However slowly and carefully I have brought together all the objects that make our life hum and flow—from tables and chairs to pepper grinders and washcloths—they will someday be scattered to who knows where. While my husband and I might be tasked with their use and care now, they will never belong to us in any permanent sense. And no matter how long they might last while in our possession, that won’t prevent any future mishaps. I brought home a midcentury modern condiment tray that belonged to my grandparents, a set that included two glass dishes. While washing them, one slipped out of my hands and shattered in the sink. Poor Tilda had never heard such a string of f-bombs.

After all those years of use, after all the care I’d put into packing up each item, it only took a second before I ended up with the shattered remnants glittering in the sink—tiny shards of glass that can never be reassembled.

(Phrase grounding data)
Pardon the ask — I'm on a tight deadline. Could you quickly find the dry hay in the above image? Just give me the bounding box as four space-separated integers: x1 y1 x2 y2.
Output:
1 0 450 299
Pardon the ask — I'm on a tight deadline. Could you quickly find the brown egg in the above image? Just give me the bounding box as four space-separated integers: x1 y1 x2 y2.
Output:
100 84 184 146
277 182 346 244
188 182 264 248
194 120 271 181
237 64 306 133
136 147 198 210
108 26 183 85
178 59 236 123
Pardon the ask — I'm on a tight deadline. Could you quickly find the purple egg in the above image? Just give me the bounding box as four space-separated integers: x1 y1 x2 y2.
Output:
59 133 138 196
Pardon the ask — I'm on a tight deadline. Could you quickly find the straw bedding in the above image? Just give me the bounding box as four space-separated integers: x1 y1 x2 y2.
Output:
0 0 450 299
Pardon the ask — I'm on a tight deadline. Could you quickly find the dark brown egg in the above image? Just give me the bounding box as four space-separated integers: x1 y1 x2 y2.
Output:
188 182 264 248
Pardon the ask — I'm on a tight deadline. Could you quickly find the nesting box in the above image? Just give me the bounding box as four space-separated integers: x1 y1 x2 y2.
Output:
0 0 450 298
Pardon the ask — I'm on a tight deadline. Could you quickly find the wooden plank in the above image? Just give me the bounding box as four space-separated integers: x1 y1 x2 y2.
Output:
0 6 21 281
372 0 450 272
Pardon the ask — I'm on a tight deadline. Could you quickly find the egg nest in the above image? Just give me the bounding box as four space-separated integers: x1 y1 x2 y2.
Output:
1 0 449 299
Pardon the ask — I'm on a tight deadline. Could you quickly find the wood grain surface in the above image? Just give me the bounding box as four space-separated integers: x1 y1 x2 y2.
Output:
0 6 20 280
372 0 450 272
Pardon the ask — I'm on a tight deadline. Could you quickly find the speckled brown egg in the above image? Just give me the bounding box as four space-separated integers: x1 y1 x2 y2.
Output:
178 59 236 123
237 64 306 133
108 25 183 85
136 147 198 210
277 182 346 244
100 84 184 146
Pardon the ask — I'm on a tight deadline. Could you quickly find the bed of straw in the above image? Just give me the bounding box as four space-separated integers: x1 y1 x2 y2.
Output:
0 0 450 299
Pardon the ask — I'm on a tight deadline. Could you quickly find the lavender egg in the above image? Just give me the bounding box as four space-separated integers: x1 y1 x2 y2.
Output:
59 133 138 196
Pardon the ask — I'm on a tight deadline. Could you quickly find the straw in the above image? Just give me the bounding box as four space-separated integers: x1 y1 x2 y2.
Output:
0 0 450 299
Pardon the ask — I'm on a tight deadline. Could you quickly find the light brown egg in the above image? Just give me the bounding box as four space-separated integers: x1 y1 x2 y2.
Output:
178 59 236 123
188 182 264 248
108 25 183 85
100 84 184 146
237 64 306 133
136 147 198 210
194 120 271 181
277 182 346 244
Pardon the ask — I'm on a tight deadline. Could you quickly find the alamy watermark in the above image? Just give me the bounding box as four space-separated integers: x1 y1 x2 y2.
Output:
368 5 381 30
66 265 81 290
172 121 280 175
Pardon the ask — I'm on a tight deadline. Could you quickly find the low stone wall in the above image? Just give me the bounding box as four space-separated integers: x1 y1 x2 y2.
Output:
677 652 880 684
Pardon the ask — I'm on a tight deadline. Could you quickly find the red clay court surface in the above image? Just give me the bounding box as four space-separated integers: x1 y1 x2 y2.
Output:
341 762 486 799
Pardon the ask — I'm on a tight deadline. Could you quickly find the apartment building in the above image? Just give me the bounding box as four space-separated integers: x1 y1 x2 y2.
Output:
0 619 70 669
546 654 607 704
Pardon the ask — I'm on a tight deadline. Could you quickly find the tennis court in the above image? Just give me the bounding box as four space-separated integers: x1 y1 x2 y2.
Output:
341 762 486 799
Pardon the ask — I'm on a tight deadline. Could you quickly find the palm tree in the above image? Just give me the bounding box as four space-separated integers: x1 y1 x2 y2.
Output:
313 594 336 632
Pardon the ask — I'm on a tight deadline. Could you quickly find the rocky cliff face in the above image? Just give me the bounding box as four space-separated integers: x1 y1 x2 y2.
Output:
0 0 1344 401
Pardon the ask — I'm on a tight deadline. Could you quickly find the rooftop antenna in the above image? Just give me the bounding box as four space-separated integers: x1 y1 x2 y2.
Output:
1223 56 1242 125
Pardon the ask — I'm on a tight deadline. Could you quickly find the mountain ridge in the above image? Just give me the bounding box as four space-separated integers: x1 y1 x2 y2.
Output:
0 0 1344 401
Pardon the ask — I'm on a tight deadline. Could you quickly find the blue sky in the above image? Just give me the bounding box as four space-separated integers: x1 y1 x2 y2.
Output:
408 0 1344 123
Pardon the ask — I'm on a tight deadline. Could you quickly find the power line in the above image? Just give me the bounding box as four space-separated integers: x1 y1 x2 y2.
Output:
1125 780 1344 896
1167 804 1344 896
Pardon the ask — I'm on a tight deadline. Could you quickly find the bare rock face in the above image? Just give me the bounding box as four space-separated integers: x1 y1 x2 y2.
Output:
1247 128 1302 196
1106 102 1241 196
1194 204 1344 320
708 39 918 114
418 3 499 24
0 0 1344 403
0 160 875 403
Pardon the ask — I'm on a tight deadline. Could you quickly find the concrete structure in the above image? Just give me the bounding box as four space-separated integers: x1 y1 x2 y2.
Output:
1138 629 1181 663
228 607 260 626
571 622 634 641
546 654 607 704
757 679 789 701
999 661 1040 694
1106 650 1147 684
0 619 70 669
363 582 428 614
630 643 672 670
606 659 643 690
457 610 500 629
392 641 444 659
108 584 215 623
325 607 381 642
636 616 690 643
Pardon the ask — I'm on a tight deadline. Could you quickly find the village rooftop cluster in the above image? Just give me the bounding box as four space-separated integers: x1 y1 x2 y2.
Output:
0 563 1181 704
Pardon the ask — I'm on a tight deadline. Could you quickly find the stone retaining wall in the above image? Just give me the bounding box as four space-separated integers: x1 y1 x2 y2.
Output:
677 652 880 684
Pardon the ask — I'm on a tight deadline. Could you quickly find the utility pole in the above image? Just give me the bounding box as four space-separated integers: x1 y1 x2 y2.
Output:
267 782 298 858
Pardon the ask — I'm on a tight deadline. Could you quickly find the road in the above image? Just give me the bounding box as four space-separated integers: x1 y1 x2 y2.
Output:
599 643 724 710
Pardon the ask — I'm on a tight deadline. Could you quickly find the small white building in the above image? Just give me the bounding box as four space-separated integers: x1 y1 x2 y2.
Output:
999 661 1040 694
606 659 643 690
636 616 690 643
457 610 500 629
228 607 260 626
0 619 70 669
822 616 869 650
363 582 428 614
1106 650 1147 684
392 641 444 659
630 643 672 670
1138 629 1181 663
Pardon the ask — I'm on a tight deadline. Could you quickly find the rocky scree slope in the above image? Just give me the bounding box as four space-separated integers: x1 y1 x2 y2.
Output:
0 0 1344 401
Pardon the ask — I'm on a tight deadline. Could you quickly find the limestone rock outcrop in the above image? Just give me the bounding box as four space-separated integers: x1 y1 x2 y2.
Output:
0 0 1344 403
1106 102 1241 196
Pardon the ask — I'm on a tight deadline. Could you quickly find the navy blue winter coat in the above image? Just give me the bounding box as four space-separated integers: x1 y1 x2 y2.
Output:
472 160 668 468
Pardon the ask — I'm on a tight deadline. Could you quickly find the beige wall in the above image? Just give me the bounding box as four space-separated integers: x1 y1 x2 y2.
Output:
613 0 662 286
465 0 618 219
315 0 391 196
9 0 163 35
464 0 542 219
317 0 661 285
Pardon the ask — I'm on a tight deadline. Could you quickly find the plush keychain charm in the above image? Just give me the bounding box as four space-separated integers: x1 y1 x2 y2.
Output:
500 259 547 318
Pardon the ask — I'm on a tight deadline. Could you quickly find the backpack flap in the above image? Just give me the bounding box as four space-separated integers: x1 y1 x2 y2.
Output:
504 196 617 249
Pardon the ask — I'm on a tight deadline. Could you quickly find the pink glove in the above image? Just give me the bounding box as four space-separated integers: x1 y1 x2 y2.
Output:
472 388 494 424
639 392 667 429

→ **Aim of the task**: Could you write the next part of the passage about household objects and the shattered condiment dish, starting right after its final sentence?

→ **Answer to the exercise**:
It was so tempting to feel devastated, but what could I do? I was rushing and distracted when washing those little dishes. Perhaps I hadn’t forgiven everyone I needed to forgive. Either way, it’s another story on top of all the stories that the condiment tray has already absorbed. It’s another reminder of the impermanence of it all, and the beauty of the here and now. All the objects of our lives help write the narrative of the life I’m creating—with my husband and family, our friends and our dog. They speak to his passion for cooking, my devotion to beauty; they express the invitation we extend to whoever walks through our front door: “Come on in. Have a seat at the table. We are very happy you are here.”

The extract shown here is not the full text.